— Begin —

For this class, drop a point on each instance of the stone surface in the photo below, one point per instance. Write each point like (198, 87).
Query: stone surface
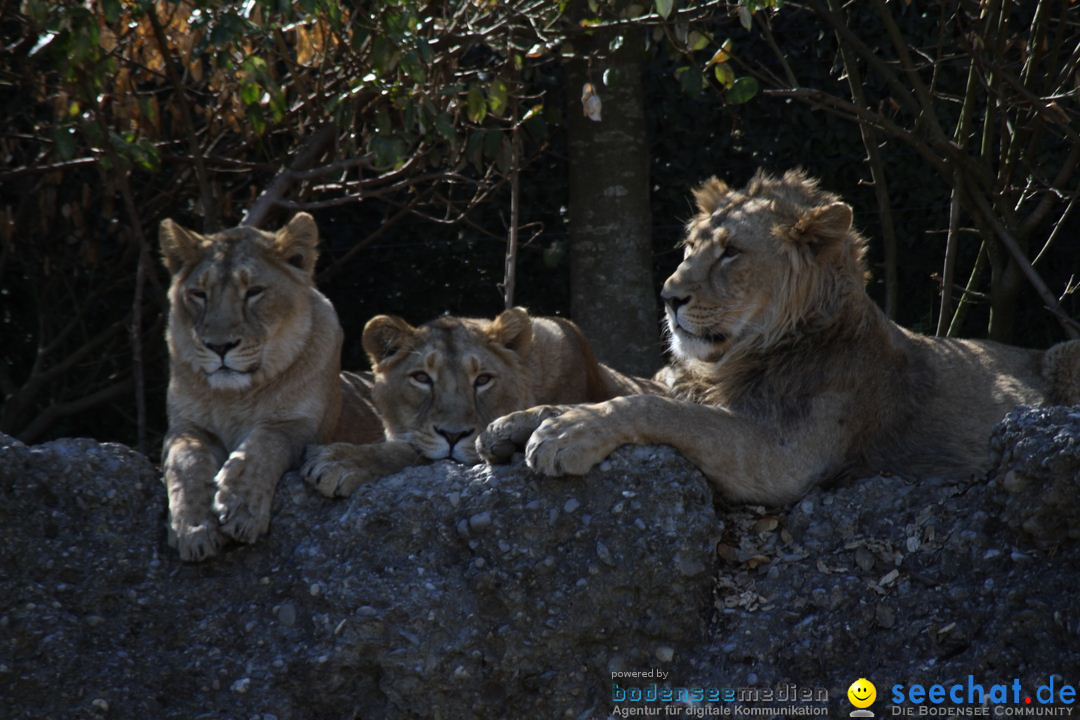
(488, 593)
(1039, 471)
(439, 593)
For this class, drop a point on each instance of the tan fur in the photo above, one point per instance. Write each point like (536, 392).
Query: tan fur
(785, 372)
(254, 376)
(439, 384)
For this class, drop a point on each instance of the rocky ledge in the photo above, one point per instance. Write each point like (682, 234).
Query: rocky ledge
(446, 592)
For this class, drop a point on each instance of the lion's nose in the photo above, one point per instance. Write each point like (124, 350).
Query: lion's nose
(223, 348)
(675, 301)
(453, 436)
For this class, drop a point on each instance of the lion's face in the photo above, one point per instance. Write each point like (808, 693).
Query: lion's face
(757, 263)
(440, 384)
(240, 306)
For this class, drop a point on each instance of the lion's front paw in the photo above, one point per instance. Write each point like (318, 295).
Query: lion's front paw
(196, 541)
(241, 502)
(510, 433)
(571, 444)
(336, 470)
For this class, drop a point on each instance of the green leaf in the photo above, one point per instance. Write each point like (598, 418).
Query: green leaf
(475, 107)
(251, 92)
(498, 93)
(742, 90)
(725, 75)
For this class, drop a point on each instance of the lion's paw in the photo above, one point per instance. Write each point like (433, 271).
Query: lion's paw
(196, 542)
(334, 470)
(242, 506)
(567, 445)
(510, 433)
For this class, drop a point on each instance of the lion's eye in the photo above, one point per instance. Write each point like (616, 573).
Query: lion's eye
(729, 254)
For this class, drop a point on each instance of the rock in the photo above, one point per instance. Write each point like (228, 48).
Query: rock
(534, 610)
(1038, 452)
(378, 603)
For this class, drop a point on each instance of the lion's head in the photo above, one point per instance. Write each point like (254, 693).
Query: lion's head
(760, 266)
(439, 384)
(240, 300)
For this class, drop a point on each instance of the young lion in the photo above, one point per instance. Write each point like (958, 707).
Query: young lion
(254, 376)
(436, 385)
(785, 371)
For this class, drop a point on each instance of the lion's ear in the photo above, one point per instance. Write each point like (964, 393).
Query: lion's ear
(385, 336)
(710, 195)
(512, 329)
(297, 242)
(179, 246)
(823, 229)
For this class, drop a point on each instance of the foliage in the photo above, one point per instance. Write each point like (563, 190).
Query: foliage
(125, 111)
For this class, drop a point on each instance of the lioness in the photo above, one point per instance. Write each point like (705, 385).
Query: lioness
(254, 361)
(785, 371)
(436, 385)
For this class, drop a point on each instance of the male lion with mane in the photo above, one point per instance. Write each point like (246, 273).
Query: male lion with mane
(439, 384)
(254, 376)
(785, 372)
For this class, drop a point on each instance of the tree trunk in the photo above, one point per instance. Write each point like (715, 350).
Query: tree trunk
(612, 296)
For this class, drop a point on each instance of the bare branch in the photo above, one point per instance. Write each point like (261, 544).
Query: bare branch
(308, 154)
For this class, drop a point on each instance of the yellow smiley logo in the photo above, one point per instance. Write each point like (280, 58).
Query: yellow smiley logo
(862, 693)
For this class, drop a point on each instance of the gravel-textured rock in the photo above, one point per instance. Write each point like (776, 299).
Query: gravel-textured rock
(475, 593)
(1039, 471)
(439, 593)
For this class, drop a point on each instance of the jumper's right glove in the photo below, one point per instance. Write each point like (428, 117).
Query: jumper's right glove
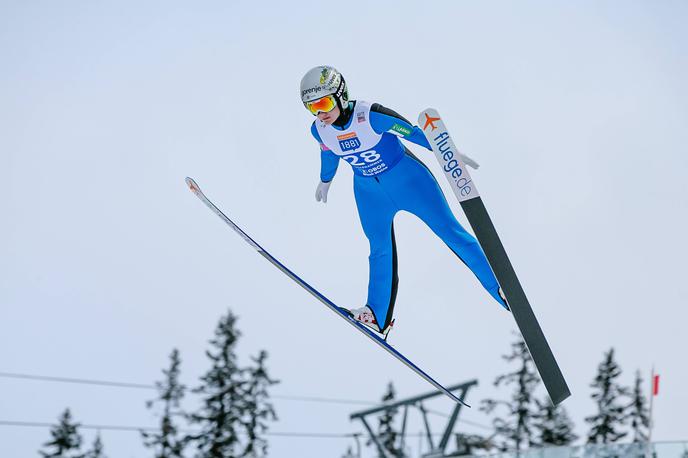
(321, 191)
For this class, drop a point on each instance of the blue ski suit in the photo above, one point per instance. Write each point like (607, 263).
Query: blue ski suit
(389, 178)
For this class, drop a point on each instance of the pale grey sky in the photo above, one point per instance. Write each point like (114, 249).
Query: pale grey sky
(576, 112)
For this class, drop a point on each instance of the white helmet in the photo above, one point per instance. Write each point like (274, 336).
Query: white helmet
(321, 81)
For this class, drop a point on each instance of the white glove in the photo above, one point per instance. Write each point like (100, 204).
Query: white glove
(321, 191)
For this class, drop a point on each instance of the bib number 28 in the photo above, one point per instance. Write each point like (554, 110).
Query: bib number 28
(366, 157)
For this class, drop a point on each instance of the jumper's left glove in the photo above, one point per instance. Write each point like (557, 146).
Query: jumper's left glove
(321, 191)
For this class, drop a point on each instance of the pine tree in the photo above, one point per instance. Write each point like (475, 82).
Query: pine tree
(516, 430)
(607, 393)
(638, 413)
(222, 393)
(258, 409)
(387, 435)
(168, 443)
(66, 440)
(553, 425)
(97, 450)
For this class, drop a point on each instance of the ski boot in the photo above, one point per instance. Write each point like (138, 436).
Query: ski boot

— End —

SET TASK
From the "like (100, 204)." line to the close of the listing, restate each line word for word.

CORRECT OUTPUT
For this class, drop a point on each instance of the white glove in the photo above, one point per instance. Write each point like (100, 204).
Query: white glove
(321, 191)
For this class, drop a point on each instance of the bib number 28 in the photo above, one point per instance. Write each point like (554, 110).
Query: bib number 28
(366, 157)
For this class, drop a point on each instance of the jumper's left glove in the photo above, one point per instance. Write each point like (557, 146).
Query: jumper's left glove
(321, 191)
For this class, drop a point on each instance of the pine tree in the photo above, one point per instance. Write each point like (475, 82).
Query: pine tree
(516, 430)
(607, 393)
(638, 413)
(222, 393)
(258, 409)
(387, 435)
(168, 443)
(66, 440)
(553, 425)
(97, 450)
For this class, drop a point on each instance of the ski boot in the photo above, one point per instance. Write each point like (138, 436).
Query: ski boot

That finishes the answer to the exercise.